● **GIVEN INSTRUCTION**
Render every line of the listing below as a numbered list, leaving out any blank lines.

----- DATA LISTING

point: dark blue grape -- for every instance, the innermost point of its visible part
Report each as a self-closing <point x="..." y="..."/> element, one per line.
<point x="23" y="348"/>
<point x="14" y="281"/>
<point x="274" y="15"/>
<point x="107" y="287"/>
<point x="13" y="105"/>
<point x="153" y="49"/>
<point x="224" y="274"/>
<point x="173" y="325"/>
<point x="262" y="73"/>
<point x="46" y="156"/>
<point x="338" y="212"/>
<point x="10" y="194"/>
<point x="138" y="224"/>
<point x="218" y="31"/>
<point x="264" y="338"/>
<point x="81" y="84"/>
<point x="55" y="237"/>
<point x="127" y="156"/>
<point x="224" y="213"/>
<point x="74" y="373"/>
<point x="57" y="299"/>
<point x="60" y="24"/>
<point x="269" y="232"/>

----------

● **OUTPUT FOR THIS EXERCISE**
1. point: dark blue grape -- for every instance, the innermost point of its visible part
2. Report each as a self-closing <point x="..." y="..."/> element, one per line.
3. <point x="23" y="348"/>
4. <point x="14" y="281"/>
5. <point x="274" y="15"/>
6. <point x="107" y="287"/>
7. <point x="13" y="105"/>
8. <point x="153" y="49"/>
9. <point x="224" y="274"/>
10. <point x="173" y="325"/>
11. <point x="262" y="73"/>
12. <point x="46" y="156"/>
13. <point x="338" y="212"/>
14. <point x="10" y="194"/>
15. <point x="138" y="224"/>
16. <point x="218" y="31"/>
17. <point x="264" y="338"/>
18. <point x="81" y="84"/>
19. <point x="55" y="237"/>
20. <point x="127" y="156"/>
21. <point x="224" y="213"/>
22. <point x="74" y="373"/>
23. <point x="57" y="299"/>
24. <point x="60" y="24"/>
25. <point x="269" y="232"/>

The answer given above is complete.